Consignes de travail: Reproduisez l'intégralité de l'extrait sur la gestion des affaires publiques, sans rien y modifier.

Extrait source:
────────
Actualités :: Gestion des affaires publiques : Les régimes passent, passent ; chacun à (...)

Les principaux dirigeants du régime de Blaise Compaoré n’ont qu’à s’en prendre à eux-mêmes. Le calvaire qu’ils sont nombreux à vivre actuellement prend son essence dans les crocs-en-jambe et les animosités qui ont longtemps couvé en leur sein. Comme après le 15-Octobre où des dossiers cachés ont été dépoussiérés pour compromettre certains fidèles de Noël Isidore Thomas Sankara. Comme sous la Révolution du 4-Août avec les fameux Tribunaux populaires de la Révolution (TPR) ont resurgi des malversations supposées pour accabler les autorités en charge du pays de 1960 à 1983. Après l’insurrection populaire, les « nouveaux maitres » ont, à juste titre, entrepris de donner une suite judiciaire aux documents tantôt jugés « top secrets » ou « très confidentiels », tantôt classés « sans suite ». Rien n’est donc nouveau sous l’actuel ciel sociopolitique burkinabè.

Autant reconnaître avec Lavoisier que même sous une Transition : « Rien ne se crée, rien ne se perd. Tout se transforme ». A la démocratie comme à la démocratie ! Aux premiers instants, les interpellations et les arrestations des ex-personnalités ont été frappées d’illégalité à cause de l’absence de la Haute Cour de Justice. Cette juridiction, prévue dans la Constitution, a jadis servi d’artifice démocratique avec un maître de gymnastique, en la personne de Mariam Marie Gisèle Guigma née Diasso, comme sa présidente à la dernière législature. Celle-ci est maintenant appelée à jouer pleinement son rôle pour la postérité.
────────
Données fournies:
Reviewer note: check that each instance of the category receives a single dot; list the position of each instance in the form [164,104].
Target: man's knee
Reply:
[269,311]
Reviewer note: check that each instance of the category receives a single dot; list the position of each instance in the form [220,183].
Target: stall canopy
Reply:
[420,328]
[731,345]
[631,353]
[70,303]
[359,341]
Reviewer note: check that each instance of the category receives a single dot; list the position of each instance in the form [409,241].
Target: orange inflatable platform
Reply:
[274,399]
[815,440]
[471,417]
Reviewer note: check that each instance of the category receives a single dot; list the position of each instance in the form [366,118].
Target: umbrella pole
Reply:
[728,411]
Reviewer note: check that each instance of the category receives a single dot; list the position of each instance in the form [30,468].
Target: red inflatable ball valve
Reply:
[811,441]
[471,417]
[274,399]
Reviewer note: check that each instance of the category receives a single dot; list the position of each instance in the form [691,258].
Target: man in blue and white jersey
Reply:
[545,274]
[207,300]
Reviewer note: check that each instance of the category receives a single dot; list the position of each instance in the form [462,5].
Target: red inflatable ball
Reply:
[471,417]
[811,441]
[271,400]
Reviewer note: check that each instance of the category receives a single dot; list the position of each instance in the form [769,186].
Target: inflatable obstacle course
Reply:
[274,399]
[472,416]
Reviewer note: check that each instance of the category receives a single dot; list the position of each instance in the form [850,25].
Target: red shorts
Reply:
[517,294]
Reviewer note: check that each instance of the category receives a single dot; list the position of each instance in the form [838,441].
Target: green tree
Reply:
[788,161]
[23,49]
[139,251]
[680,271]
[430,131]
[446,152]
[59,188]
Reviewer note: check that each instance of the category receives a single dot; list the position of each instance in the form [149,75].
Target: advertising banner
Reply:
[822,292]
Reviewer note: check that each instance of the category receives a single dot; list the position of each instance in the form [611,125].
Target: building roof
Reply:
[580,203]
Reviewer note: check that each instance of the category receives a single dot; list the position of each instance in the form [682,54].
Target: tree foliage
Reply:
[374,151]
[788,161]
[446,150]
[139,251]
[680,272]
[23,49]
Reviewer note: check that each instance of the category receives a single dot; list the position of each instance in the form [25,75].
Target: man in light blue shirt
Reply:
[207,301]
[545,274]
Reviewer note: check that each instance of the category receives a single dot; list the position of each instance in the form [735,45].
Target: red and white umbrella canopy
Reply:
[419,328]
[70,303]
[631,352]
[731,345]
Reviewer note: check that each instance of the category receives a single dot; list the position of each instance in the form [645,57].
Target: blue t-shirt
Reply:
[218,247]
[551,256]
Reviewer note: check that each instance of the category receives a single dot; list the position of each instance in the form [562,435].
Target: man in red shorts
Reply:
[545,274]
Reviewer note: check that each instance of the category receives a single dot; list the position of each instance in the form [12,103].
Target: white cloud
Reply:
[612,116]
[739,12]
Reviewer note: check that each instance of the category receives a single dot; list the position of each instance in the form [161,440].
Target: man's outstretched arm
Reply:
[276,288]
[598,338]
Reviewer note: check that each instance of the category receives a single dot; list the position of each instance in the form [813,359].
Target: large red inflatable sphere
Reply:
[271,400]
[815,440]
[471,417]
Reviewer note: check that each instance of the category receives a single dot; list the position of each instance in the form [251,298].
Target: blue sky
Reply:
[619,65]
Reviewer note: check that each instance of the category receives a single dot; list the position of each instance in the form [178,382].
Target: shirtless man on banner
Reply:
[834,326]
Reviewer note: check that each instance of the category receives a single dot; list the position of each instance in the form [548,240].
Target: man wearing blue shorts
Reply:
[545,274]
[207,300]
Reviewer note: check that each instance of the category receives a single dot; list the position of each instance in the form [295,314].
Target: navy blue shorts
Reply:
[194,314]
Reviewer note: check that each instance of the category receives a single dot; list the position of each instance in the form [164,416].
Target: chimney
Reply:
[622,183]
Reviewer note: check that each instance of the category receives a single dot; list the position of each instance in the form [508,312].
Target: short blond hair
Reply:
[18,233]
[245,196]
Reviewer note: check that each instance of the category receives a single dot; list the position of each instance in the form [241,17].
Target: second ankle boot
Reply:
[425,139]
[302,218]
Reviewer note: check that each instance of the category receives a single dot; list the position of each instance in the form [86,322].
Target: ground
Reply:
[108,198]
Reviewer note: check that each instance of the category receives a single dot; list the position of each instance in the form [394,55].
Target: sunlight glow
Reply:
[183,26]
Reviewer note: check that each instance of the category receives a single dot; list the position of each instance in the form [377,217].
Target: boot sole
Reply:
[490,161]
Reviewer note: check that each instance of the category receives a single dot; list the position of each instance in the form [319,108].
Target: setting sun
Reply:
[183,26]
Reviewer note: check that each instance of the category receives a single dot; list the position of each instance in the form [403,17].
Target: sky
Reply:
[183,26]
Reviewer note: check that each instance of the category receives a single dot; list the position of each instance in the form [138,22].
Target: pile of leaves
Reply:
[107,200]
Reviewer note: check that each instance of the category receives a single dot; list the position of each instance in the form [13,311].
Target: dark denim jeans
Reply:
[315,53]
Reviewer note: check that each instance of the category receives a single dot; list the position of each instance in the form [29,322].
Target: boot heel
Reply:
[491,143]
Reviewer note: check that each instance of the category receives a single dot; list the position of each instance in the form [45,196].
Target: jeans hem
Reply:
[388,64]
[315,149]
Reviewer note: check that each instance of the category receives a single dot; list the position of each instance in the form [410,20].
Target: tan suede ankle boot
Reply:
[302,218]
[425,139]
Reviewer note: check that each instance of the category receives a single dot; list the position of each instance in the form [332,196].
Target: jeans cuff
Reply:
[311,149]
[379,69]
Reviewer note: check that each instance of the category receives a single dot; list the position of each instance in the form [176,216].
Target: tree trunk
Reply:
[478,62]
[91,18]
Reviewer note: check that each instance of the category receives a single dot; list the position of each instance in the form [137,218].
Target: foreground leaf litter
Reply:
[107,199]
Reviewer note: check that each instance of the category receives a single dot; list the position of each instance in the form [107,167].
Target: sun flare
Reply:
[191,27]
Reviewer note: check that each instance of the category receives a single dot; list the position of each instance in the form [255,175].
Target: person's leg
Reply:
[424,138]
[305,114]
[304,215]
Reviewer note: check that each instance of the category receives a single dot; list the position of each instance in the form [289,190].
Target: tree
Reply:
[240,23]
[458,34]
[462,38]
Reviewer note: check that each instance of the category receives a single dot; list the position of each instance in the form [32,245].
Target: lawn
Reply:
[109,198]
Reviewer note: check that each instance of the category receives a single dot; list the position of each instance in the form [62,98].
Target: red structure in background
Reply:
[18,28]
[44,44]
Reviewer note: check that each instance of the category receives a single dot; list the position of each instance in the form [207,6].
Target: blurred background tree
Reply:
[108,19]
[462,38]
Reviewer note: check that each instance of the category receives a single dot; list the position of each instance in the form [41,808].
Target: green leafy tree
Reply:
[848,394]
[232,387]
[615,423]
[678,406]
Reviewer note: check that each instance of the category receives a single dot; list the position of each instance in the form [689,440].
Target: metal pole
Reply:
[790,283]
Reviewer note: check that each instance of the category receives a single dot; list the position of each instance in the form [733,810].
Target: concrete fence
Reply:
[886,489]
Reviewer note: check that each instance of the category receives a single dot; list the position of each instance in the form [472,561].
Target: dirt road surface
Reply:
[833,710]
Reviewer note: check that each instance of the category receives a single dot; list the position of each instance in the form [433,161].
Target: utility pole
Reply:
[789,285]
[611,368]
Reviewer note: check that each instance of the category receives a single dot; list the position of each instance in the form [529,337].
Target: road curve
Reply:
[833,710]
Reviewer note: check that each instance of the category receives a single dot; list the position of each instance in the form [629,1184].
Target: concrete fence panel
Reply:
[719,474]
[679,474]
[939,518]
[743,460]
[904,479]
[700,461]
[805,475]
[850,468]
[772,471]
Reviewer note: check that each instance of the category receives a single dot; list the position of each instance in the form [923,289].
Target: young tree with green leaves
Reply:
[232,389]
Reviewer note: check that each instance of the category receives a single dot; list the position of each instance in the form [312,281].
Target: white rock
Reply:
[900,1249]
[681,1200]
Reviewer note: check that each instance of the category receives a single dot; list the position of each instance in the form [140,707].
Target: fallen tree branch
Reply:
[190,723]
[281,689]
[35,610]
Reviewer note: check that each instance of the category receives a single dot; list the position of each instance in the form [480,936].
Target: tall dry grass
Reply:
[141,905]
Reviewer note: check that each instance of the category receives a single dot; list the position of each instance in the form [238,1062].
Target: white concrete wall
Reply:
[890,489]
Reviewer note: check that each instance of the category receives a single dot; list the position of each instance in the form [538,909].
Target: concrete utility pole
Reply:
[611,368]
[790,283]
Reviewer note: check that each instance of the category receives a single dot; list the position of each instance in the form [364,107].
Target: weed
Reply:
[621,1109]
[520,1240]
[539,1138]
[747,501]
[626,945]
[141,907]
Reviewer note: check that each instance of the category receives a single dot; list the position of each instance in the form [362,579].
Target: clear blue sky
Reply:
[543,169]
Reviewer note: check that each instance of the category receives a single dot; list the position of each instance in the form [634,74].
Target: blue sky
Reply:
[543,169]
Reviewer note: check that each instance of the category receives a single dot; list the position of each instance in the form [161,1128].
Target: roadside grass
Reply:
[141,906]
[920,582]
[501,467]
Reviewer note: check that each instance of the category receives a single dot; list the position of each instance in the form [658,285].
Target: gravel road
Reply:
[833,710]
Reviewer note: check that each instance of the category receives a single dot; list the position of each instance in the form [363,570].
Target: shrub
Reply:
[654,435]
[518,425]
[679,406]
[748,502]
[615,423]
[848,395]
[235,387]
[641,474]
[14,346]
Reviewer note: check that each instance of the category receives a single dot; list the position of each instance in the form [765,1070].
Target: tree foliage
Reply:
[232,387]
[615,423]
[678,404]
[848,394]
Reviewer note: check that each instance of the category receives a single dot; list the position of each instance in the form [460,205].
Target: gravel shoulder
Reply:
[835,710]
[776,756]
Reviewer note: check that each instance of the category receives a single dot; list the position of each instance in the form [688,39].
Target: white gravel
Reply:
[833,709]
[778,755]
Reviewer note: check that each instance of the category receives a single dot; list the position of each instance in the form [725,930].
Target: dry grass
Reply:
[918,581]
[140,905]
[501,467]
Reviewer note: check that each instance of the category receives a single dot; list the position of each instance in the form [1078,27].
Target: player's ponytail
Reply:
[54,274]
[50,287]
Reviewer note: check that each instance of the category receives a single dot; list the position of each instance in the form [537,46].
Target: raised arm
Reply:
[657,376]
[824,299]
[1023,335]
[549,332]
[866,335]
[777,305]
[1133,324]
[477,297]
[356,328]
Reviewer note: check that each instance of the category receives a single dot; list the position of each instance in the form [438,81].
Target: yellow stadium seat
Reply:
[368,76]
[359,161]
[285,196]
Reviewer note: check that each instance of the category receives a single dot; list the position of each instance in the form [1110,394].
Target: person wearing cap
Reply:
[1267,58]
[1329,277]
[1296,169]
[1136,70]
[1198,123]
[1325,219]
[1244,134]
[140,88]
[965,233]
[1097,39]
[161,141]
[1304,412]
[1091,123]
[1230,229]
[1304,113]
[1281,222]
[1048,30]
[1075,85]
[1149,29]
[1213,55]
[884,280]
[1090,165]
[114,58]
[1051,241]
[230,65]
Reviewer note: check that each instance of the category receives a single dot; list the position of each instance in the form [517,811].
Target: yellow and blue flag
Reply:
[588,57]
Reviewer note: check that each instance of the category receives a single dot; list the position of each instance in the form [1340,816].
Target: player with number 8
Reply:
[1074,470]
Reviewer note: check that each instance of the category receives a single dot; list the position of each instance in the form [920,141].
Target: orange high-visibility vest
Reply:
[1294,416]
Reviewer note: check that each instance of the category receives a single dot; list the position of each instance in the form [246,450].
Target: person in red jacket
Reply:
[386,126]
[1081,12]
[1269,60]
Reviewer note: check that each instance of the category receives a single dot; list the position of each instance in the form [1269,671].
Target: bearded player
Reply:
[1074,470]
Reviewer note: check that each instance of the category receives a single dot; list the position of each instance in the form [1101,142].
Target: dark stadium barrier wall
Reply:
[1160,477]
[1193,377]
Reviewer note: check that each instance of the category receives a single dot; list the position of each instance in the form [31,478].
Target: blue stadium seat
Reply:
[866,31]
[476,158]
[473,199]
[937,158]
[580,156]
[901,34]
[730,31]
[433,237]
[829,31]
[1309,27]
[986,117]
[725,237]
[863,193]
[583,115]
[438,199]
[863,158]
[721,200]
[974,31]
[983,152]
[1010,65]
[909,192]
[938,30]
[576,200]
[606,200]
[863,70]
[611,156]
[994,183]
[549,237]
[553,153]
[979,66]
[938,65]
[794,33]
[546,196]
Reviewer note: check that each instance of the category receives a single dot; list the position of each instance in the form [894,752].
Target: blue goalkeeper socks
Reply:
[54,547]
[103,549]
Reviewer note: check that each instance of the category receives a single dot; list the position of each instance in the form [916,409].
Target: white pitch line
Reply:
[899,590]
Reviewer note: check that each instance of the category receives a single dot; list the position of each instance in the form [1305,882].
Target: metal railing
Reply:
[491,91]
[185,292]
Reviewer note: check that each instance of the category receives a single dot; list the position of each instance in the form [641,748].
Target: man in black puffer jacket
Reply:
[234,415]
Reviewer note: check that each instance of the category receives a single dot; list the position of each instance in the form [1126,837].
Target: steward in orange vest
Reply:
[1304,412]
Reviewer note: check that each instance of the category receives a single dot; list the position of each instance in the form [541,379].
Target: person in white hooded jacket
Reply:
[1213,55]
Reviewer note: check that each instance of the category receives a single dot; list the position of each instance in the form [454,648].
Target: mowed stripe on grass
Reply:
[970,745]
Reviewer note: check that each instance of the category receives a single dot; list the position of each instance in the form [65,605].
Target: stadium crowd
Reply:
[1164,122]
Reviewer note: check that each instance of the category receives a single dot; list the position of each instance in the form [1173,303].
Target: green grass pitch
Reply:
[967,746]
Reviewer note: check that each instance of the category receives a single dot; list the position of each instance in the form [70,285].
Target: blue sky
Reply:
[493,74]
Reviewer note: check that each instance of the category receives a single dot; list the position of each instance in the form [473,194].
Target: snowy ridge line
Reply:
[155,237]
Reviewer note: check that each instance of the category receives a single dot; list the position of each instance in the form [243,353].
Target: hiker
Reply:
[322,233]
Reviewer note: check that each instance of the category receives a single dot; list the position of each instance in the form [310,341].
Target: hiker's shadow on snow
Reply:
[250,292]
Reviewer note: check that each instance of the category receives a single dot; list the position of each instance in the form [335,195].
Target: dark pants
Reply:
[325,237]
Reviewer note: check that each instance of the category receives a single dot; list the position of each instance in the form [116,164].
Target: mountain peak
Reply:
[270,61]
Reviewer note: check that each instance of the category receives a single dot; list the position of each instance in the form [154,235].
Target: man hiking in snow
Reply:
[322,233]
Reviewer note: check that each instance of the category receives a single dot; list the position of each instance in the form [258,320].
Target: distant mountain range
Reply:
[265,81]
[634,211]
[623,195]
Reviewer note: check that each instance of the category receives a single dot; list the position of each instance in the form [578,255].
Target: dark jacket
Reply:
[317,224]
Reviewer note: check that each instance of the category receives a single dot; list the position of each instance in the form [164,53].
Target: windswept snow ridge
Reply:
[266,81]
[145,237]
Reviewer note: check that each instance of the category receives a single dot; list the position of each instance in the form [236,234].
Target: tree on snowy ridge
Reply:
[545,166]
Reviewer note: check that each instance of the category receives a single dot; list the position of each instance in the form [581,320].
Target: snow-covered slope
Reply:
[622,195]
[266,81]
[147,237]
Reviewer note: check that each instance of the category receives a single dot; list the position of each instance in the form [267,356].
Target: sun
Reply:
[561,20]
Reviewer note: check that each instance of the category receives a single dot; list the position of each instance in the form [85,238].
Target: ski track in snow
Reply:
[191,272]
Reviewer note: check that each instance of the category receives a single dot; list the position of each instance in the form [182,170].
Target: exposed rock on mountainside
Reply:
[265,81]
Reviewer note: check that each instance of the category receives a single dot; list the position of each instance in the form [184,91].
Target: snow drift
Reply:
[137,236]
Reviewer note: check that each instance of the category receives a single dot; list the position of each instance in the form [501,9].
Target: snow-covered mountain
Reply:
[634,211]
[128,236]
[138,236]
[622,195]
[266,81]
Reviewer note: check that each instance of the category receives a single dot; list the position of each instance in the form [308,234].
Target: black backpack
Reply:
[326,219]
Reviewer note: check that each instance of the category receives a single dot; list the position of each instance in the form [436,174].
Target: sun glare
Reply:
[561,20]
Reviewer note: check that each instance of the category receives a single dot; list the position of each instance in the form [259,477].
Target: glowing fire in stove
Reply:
────────
Réponse attendue:
Actualités :: Gestion des affaires publiques : Les régimes passent, passent ; chacun à (...)

Les principaux dirigeants du régime de Blaise Compaoré n’ont qu’à s’en prendre à eux-mêmes. Le calvaire qu’ils sont nombreux à vivre actuellement prend son essence dans les crocs-en-jambe et les animosités qui ont longtemps couvé en leur sein. Comme après le 15-Octobre où des dossiers cachés ont été dépoussiérés pour compromettre certains fidèles de Noël Isidore Thomas Sankara. Comme sous la Révolution du 4-Août avec les fameux Tribunaux populaires de la Révolution (TPR) ont resurgi des malversations supposées pour accabler les autorités en charge du pays de 1960 à 1983. Après l’insurrection populaire, les « nouveaux maitres » ont, à juste titre, entrepris de donner une suite judiciaire aux documents tantôt jugés « top secrets » ou « très confidentiels », tantôt classés « sans suite ». Rien n’est donc nouveau sous l’actuel ciel sociopolitique burkinabè.

Autant reconnaître avec Lavoisier que même sous une Transition : « Rien ne se crée, rien ne se perd. Tout se transforme ». A la démocratie comme à la démocratie ! Aux premiers instants, les interpellations et les arrestations des ex-personnalités ont été frappées d’illégalité à cause de l’absence de la Haute Cour de Justice. Cette juridiction, prévue dans la Constitution, a jadis servi d’artifice démocratique avec un maître de gymnastique, en la personne de Mariam Marie Gisèle Guigma née Diasso, comme sa présidente à la dernière législature. Celle-ci est maintenant appelée à jouer pleinement son rôle pour la postérité.